Quoted passage:

******************************

Second, some data is cheaper to recalculate locally on device,
rather then transfer. For example, one processing implementation
calculates bundle adjustment multiple times for multiple feature
resolutions in order to refine 3-D feature locations. This is a
computationally expensive operation. Instead, here we calculate
bundle adjustment a limited number of times for one feature level
resolution, transmit this only roughly calculated feature location
together with the fact that it was only calculated limited number
of time and then complete an operation on receive side. Third, only
a subset of images are transferred. The selected images are the
images that provide a large coverage of the scene with a limited
footprint that is still usable in tracking scenario. Additional
standard technique such as file compression, or image compression
can be used to further reduce the size of the transferred data. All
the combination of compression techniques allows for a very quick
map transfer, and consequently users could quickly join an
experience.
[0054] In one embodiment of initiating a joint coordinate system
and managing interactions between the mobile devices, a first
device determines an initial 3-D location and details reducing
degrees of freedom, such as gravity direction, North direction,
scale, and previously known optical features. Next, the first
device builds a map of 3D points (mapping point cloud), while
simultaneously tracking the location of the device relative to the
map. When the map on the first device becomes sufficiently large
for good user experience (a "Good Map") virtual content is added
and rendered for the user on the first device.
[0055] The first device saves the map to a file, compresses it
using sparsification methods and broadcasts it to a central map
server as described above (if such server is available in specific
architecture). Additional devices join the application without
going through detailed initialization and download the compressed
map from the central map server or directly from the first device.

******************************

Task requirements:
- A) In the passage on sharing device maps, at what point is virtual content added and rendered for the user on the first device?
- B) Write the next part of the passage on sharing device maps, starting after its final sentence.

Supplied information:
******************************

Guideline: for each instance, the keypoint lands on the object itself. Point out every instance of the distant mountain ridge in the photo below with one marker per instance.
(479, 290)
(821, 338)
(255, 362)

******************************

Per-task outputs:
- A) Virtual content is added once the first device's map becomes sufficiently large for good user experience, a "Good Map."

- B)
The additional devices initialize (and recover) tracking from a
position that's already known and connected to a frame captured by
the first device. Since the additional devices have obtained
tracking from a position known to the first device, the additional
devices and the first device now track in the same coordinate
system.
[0056] Further map extensions and updates can be handled by several
methods, alone or in combination. First, the first device saves a
new Good Map periodically as described above when the map generated
by tracking new features becomes substantially different from the
old Good Map by either amount of features, their accuracy or both.
The additional devices periodically inquire from the server or the
first device if there is a change in Good Map, and if so, the
additional devices retrieve the updated Good Map.
[0057] In another map extension method, all of the devices
(including the first device) use the initial Good Map provided by
the first device, while map extensions are handled locally on each
device. One benefit of this method is low usage of network
bandwidth. It is a preferable method of handling maps when a server
is not available and the initial Good Map was transferred via a
lower bandwidth connection from the first device. The maps from
each device must be merged subsequently to maintain joint tracking
outside of the initial Good Map provided by the first device.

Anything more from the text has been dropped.